Copy out the full passage below on labeling hosts and packages with triples, word for word.

_PASSAGE FOR REVIEW_:
○ ○ ○
The first 1 in the graph is the instance of 🏘️. If we had cloud services, and we wanted to map all cloud services for our org, we could use 2 as the first number. (Believe it or not, if you got formal about this it would be much more complicated. We are taking many shortcuts here, but making sure it is consistent and can leverage existing tools.)
We would have to add labels:
🏘️ 1-1 🏷️ India
🏘️ 1-1-1 🏷️ Datacenter 1 🏘️ 1-1-1-1 🏷️ Rack 2a
For notifications, if you are willing to enforce uniqueness, you could use the labels as the source. Normally, alarms look something like this:
🏘️ 1 2 🗝️ "cpu%"="100" "memGBfree"="1"
This is how KVPs are passed with a host triple. Note that most metrics likely come through with OOTB software like Telegraf; however, the hostname is common. The host name is the name associated with 1 2, above, and is the same for bots or package installation.
A full package designation, then, would be something like 1-2-1 within the 🧬 domain. A convention is that the last integer is the node. In this case, the definition of the package would be attached as predicates using has_command, has_title, etc. In our particular case, commands are all shell commands, so we already know that they can be displayed. Another convention of the way we are implementing triples, is that the object is parsed by location with spaces, so the object can technically have white space. YMMV. As we will say many times, this is all an example, an approach to analysis using triples. It is not a product. It is expected that anybody using this will adapt the ideas for their own domains. The core idea is that if this is simple enough, that should be easy to do and will contribute to the resilience of systems over time in response to crises.
○ ○ ○
_RECORDS SHOWN_:
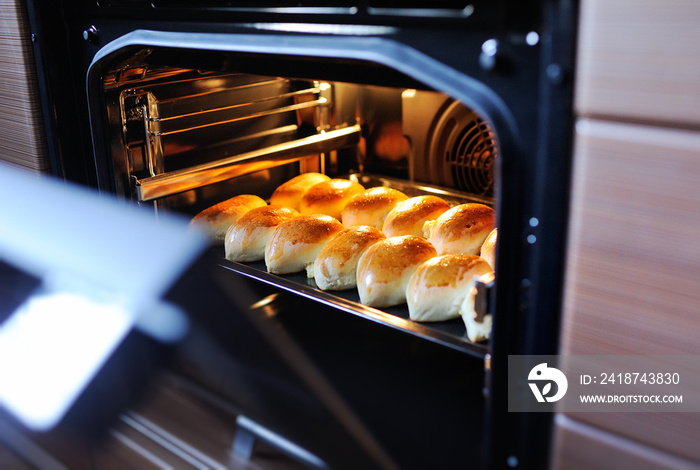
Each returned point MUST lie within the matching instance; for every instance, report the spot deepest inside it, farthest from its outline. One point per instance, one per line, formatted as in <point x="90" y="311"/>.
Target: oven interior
<point x="182" y="138"/>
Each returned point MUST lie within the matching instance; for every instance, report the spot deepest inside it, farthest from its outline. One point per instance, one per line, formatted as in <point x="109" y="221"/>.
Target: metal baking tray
<point x="451" y="333"/>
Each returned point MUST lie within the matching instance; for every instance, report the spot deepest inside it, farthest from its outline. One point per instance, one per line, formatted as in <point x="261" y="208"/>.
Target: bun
<point x="216" y="220"/>
<point x="294" y="244"/>
<point x="478" y="324"/>
<point x="462" y="229"/>
<point x="329" y="197"/>
<point x="436" y="289"/>
<point x="290" y="193"/>
<point x="335" y="267"/>
<point x="488" y="248"/>
<point x="384" y="269"/>
<point x="371" y="207"/>
<point x="247" y="237"/>
<point x="407" y="217"/>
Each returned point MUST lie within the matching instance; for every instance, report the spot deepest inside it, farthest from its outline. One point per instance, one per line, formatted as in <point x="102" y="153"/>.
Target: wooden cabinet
<point x="633" y="257"/>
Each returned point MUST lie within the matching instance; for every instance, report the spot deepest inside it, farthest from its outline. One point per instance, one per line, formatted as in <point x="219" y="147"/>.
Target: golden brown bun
<point x="462" y="229"/>
<point x="407" y="217"/>
<point x="335" y="267"/>
<point x="384" y="269"/>
<point x="216" y="220"/>
<point x="290" y="193"/>
<point x="436" y="289"/>
<point x="295" y="243"/>
<point x="371" y="207"/>
<point x="478" y="329"/>
<point x="246" y="238"/>
<point x="488" y="248"/>
<point x="329" y="197"/>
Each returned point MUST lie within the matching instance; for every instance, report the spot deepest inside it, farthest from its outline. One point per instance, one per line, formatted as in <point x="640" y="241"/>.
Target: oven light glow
<point x="50" y="348"/>
<point x="532" y="38"/>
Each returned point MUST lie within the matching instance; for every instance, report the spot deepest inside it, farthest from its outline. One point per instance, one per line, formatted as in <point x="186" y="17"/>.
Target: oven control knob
<point x="492" y="58"/>
<point x="91" y="34"/>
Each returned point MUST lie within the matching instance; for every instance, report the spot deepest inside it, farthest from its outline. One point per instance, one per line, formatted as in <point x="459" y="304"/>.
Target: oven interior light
<point x="532" y="38"/>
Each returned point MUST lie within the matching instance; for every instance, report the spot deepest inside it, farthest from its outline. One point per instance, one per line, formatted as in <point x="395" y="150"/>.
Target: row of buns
<point x="393" y="248"/>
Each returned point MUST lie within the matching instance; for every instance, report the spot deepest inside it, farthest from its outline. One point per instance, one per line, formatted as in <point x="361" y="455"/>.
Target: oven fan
<point x="463" y="148"/>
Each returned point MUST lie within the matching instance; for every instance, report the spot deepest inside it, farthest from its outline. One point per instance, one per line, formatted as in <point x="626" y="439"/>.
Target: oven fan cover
<point x="462" y="149"/>
<point x="452" y="145"/>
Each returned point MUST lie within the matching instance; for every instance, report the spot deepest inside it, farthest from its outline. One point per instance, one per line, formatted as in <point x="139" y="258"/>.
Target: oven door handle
<point x="174" y="182"/>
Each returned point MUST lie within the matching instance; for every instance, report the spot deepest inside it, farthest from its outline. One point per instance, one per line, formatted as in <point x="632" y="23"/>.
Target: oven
<point x="175" y="106"/>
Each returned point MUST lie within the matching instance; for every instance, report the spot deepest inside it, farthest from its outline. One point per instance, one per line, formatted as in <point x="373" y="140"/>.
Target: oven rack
<point x="178" y="181"/>
<point x="450" y="333"/>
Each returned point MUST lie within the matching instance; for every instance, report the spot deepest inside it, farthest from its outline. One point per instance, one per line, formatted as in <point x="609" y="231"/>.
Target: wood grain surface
<point x="22" y="136"/>
<point x="639" y="60"/>
<point x="633" y="265"/>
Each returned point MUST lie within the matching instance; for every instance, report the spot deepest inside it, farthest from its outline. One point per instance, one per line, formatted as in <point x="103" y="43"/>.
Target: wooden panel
<point x="633" y="264"/>
<point x="581" y="447"/>
<point x="640" y="59"/>
<point x="22" y="136"/>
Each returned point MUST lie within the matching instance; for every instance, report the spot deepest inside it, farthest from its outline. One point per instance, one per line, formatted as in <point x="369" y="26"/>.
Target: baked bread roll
<point x="246" y="238"/>
<point x="371" y="207"/>
<point x="216" y="220"/>
<point x="329" y="197"/>
<point x="384" y="269"/>
<point x="290" y="193"/>
<point x="335" y="267"/>
<point x="488" y="248"/>
<point x="474" y="310"/>
<point x="462" y="229"/>
<point x="436" y="289"/>
<point x="407" y="217"/>
<point x="294" y="244"/>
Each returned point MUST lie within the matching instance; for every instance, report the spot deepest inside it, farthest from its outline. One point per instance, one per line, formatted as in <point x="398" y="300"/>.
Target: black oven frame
<point x="526" y="90"/>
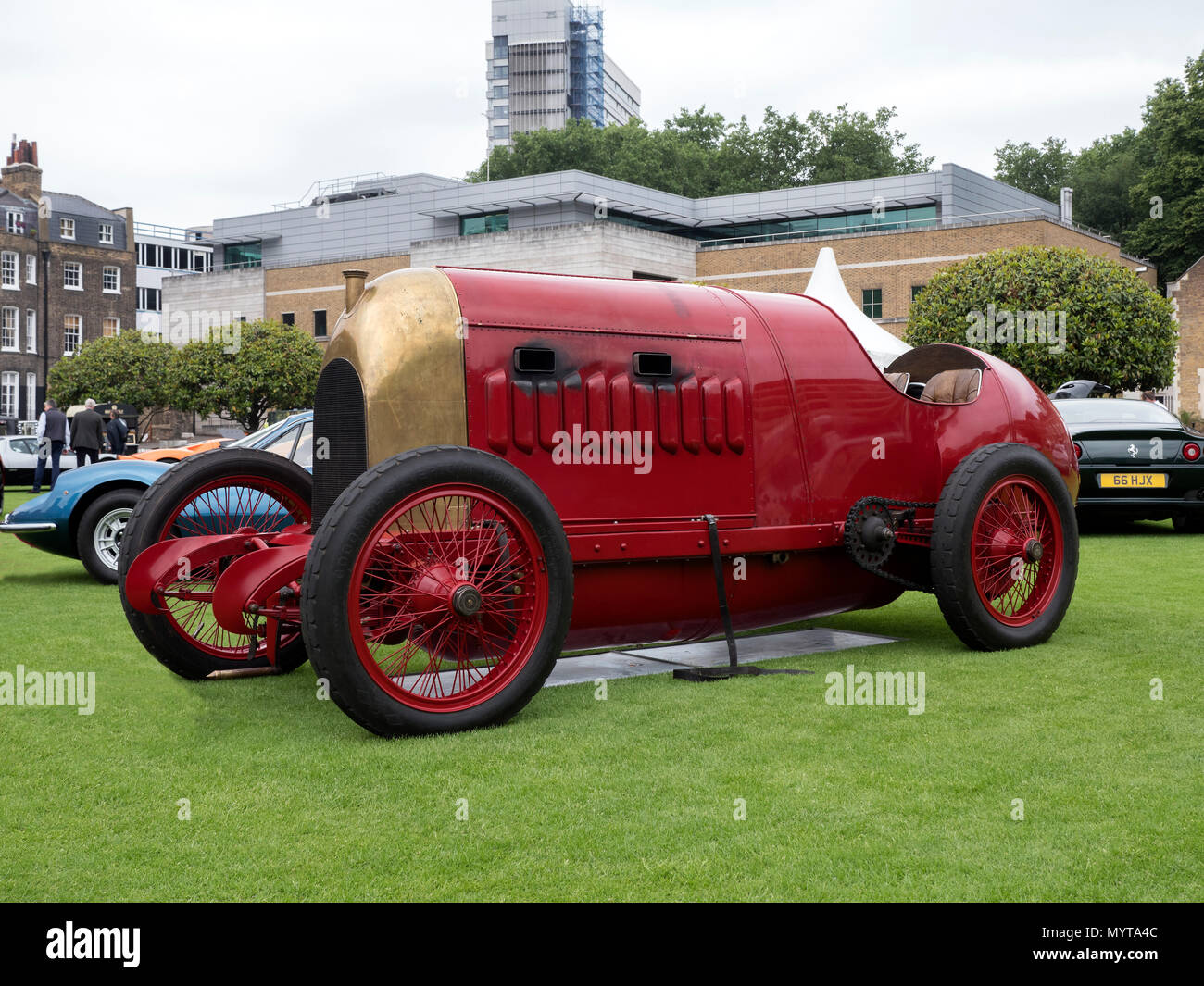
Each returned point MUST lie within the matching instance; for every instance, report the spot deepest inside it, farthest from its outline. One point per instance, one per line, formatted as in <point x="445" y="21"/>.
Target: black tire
<point x="330" y="568"/>
<point x="108" y="514"/>
<point x="952" y="535"/>
<point x="163" y="499"/>
<point x="1188" y="524"/>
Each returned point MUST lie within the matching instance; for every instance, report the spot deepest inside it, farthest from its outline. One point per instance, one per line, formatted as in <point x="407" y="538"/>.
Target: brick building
<point x="1187" y="296"/>
<point x="67" y="277"/>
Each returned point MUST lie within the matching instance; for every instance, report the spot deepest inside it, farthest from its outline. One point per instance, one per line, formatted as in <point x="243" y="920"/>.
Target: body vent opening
<point x="340" y="435"/>
<point x="653" y="364"/>
<point x="529" y="359"/>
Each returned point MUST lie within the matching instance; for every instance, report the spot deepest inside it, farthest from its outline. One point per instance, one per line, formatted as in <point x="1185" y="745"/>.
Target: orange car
<point x="176" y="454"/>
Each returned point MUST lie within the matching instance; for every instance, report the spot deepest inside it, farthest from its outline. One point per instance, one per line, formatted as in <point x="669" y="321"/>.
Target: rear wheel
<point x="215" y="493"/>
<point x="1004" y="548"/>
<point x="437" y="593"/>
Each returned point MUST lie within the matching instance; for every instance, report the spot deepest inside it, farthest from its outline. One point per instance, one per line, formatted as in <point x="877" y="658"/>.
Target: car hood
<point x="73" y="483"/>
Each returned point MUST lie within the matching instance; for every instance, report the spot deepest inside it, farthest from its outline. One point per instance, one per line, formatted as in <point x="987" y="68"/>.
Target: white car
<point x="19" y="456"/>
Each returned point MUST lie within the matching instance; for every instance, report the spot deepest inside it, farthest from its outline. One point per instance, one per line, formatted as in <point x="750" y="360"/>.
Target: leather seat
<point x="952" y="387"/>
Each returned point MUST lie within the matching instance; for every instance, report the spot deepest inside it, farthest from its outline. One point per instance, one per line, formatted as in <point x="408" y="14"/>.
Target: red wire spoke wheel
<point x="228" y="505"/>
<point x="1004" y="548"/>
<point x="437" y="593"/>
<point x="223" y="492"/>
<point x="1016" y="550"/>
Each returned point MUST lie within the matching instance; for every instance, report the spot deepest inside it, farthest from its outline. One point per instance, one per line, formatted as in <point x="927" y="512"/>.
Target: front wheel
<point x="215" y="493"/>
<point x="437" y="593"/>
<point x="1004" y="548"/>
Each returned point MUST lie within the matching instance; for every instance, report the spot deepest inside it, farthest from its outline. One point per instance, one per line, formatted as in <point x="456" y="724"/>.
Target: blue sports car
<point x="84" y="516"/>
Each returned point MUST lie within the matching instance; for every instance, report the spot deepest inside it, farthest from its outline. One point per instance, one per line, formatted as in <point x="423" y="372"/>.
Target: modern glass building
<point x="546" y="64"/>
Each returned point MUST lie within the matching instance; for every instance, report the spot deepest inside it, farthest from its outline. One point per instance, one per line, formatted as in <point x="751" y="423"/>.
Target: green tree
<point x="850" y="145"/>
<point x="699" y="153"/>
<point x="120" y="368"/>
<point x="1169" y="195"/>
<point x="1102" y="176"/>
<point x="269" y="366"/>
<point x="1118" y="330"/>
<point x="1043" y="171"/>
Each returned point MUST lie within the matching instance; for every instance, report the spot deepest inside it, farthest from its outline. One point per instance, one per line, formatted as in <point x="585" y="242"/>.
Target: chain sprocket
<point x="870" y="533"/>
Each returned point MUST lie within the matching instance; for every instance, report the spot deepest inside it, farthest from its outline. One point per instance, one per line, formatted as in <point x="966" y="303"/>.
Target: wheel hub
<point x="466" y="601"/>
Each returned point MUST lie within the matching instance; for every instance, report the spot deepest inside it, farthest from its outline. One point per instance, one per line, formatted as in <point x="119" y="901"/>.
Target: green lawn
<point x="633" y="797"/>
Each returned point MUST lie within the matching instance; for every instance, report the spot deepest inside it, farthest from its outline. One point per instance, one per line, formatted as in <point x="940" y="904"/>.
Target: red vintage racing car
<point x="507" y="465"/>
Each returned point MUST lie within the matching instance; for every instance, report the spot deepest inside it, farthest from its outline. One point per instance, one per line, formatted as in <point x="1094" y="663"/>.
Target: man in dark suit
<point x="88" y="433"/>
<point x="53" y="432"/>
<point x="117" y="430"/>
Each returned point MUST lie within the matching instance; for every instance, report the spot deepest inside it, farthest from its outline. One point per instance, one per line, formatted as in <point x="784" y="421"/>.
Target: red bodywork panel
<point x="771" y="418"/>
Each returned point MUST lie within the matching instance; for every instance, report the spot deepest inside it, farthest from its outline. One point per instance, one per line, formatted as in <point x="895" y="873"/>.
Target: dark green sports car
<point x="1138" y="461"/>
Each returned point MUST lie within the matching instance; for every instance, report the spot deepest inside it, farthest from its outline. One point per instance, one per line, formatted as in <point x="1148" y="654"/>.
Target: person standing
<point x="89" y="433"/>
<point x="117" y="430"/>
<point x="53" y="432"/>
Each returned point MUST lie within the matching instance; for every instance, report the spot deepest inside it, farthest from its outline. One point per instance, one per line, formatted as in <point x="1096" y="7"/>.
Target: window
<point x="244" y="256"/>
<point x="8" y="384"/>
<point x="495" y="221"/>
<point x="8" y="279"/>
<point x="72" y="333"/>
<point x="10" y="330"/>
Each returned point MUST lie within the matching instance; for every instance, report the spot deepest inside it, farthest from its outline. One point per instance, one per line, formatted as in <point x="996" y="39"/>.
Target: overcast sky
<point x="194" y="111"/>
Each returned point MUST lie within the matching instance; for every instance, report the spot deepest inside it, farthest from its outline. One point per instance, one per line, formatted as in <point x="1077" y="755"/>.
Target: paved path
<point x="662" y="660"/>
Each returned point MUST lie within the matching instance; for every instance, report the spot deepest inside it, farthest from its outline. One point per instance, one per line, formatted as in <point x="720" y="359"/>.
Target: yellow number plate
<point x="1133" y="481"/>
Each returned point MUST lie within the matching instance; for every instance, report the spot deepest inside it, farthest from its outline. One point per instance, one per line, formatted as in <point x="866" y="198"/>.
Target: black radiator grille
<point x="340" y="435"/>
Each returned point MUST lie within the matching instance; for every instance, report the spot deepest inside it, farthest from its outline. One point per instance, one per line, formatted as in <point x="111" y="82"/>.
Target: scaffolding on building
<point x="585" y="65"/>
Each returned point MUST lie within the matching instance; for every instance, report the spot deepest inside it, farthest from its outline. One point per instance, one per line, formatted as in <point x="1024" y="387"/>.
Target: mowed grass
<point x="631" y="797"/>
○ ○ ○
_EXERCISE RESPONSE_:
The first 1 in the graph is the instance of 🏘️. If we had cloud services, and we wanted to map all cloud services for our org, we could use 2 as the first number. (Believe it or not, if you got formal about this it would be much more complicated. We are taking many shortcuts here, but making sure it is consistent and can leverage existing tools.)
We would have to add labels:
🏘️ 1-1 🏷️ India
🏘️ 1-1-1 🏷️ Datacenter 1 🏘️ 1-1-1-1 🏷️ Rack 2a
For notifications, if you are willing to enforce uniqueness, you could use the labels as the source. Normally, alarms look something like this:
🏘️ 1 2 🗝️ "cpu%"="100" "memGBfree"="1"
This is how KVPs are passed with a host triple. Note that most metrics likely come through with OOTB software like Telegraf; however, the hostname is common. The host name is the name associated with 1 2, above, and is the same for bots or package installation.
A full package designation, then, would be something like 1-2-1 within the 🧬 domain. A convention is that the last integer is the node. In this case, the definition of the package would be attached as predicates using has_command, has_title, etc. In our particular case, commands are all shell commands, so we already know that they can be displayed. Another convention of the way we are implementing triples, is that the object is parsed by location with spaces, so the object can technically have white space. YMMV. As we will say many times, this is all an example, an approach to analysis using triples. It is not a product. It is expected that anybody using this will adapt the ideas for their own domains. The core idea is that if this is simple enough, that should be easy to do and will contribute to the resilience of systems over time in response to crises.